■ Instruction:
Pick out every line in the entries below that contains the word "cabinet", and copy each of those lines.

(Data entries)
━━━━━━━━

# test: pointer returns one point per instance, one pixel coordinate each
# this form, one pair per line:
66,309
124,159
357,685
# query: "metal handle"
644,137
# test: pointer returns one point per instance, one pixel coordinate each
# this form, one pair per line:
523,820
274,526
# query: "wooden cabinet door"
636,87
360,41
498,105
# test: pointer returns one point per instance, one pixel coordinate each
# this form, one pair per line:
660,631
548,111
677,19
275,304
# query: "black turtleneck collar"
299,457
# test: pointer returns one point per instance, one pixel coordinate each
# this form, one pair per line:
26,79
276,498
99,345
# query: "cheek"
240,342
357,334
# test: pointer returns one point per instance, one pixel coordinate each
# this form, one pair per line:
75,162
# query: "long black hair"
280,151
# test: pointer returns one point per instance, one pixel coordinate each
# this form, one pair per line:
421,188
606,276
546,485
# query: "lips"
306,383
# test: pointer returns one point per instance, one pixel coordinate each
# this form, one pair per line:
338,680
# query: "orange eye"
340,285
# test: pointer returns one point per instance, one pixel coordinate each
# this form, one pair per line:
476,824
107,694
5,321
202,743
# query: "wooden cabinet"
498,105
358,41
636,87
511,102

━━━━━━━━

■ Exercise answer:
# query: "wooden cabinet door"
# query: "wooden cabinet"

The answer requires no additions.